Description of the task: Across these entries, how many lines contain the word "triangular"? Answer with only the number.
<<<<
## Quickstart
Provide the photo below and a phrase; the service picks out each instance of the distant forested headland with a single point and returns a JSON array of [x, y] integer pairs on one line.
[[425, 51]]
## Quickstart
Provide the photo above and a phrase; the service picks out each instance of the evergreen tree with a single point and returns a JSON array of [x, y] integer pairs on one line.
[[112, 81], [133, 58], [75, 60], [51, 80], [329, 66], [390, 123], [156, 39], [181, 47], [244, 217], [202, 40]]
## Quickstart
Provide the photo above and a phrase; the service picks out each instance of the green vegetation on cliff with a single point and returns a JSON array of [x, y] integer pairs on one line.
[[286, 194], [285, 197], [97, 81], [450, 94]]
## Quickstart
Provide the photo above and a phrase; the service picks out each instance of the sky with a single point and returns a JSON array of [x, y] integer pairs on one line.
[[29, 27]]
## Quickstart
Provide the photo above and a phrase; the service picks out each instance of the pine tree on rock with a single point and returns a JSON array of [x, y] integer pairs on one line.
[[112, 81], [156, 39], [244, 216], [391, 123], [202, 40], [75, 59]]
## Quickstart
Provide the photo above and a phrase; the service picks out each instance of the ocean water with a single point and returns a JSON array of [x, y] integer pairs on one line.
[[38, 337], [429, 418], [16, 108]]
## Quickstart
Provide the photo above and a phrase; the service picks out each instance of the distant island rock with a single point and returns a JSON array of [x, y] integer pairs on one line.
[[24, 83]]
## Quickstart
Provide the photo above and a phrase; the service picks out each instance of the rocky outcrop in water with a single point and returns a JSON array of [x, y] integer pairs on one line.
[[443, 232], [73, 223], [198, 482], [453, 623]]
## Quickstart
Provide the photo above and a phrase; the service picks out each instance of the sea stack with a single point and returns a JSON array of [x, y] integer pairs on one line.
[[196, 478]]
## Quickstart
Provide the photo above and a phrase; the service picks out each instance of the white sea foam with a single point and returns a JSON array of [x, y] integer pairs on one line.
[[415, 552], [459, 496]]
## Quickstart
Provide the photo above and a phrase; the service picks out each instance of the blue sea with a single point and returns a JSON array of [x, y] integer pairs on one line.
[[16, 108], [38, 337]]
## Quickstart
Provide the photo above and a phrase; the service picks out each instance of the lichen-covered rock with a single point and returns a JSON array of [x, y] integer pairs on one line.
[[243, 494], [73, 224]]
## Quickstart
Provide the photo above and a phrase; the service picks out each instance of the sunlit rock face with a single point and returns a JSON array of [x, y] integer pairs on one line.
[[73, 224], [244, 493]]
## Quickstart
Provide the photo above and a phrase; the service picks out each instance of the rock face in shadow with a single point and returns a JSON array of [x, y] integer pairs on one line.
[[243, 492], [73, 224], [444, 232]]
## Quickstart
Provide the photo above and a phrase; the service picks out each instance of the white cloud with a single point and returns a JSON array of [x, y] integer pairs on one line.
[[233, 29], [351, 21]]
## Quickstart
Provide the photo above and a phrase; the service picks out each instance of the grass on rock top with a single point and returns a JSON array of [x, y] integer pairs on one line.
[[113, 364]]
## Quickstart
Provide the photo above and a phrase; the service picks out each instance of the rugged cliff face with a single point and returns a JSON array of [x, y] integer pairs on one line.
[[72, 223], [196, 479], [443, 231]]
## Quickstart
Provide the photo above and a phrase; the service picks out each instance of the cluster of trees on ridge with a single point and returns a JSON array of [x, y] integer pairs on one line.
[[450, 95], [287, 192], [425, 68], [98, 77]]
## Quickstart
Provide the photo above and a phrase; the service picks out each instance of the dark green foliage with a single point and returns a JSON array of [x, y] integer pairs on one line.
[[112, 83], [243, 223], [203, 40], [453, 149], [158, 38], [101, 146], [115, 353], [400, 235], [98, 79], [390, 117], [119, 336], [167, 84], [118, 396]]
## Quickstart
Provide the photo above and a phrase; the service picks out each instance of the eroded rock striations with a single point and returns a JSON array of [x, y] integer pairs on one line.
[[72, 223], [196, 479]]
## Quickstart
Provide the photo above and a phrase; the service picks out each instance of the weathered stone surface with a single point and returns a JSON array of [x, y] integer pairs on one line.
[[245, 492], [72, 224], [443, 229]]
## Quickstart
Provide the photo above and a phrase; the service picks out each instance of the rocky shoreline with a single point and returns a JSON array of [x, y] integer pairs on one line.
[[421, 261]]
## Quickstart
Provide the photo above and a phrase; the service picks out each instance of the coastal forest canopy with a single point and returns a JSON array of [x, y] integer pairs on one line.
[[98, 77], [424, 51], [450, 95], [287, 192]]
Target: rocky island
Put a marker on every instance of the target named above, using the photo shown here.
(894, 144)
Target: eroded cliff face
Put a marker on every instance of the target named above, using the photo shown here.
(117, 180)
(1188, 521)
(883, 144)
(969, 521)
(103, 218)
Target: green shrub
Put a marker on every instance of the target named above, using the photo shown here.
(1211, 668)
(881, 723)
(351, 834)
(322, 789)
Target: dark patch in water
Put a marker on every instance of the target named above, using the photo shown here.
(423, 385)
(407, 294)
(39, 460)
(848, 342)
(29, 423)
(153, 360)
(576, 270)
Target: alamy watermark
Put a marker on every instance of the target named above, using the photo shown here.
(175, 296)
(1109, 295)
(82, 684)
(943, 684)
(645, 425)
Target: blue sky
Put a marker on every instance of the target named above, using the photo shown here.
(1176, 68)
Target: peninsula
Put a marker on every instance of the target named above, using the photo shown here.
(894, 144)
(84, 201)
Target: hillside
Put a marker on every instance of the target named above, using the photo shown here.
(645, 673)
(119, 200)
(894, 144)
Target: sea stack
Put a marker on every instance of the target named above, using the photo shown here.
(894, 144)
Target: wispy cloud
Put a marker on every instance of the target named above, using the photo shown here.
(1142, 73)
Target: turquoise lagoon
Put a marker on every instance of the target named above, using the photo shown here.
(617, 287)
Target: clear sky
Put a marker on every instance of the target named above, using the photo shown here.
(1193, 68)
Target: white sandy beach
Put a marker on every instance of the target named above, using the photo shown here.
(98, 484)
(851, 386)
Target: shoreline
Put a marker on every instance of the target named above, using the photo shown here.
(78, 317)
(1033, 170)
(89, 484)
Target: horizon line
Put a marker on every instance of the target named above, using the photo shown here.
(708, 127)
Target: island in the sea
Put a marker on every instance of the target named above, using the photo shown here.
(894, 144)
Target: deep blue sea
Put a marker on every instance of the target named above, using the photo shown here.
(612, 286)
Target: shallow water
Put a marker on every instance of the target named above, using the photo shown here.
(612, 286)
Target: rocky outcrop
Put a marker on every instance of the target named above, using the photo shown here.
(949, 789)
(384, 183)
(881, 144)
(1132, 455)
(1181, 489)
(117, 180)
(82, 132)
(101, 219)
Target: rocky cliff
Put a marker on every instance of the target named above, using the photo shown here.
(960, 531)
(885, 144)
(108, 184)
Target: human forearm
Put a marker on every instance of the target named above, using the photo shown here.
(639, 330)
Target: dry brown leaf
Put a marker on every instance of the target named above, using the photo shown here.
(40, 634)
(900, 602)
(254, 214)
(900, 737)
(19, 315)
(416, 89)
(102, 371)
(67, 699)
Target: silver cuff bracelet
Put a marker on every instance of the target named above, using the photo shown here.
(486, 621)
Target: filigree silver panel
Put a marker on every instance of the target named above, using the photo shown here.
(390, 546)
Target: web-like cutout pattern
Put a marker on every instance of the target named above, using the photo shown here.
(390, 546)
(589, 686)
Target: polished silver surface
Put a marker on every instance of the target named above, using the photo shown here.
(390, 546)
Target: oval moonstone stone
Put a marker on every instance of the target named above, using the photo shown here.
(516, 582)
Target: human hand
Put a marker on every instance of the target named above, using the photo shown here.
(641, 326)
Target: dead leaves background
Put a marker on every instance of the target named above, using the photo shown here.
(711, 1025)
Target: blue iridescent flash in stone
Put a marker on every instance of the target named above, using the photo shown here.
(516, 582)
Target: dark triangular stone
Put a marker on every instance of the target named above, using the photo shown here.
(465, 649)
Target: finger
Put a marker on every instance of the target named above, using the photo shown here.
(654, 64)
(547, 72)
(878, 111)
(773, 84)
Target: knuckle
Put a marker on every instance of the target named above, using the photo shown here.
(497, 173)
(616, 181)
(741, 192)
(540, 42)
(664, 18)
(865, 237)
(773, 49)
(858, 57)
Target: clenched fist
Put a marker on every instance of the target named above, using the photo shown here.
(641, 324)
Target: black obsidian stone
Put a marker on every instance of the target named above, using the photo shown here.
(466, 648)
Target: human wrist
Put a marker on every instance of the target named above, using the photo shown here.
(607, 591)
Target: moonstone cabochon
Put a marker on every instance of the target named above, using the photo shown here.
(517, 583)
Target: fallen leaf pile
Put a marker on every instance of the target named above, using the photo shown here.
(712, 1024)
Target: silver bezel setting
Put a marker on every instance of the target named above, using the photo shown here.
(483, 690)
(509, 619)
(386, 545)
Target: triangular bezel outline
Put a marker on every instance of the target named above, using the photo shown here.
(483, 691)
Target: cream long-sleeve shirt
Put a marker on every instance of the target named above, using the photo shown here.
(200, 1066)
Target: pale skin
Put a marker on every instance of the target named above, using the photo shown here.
>>>>
The completed task: 2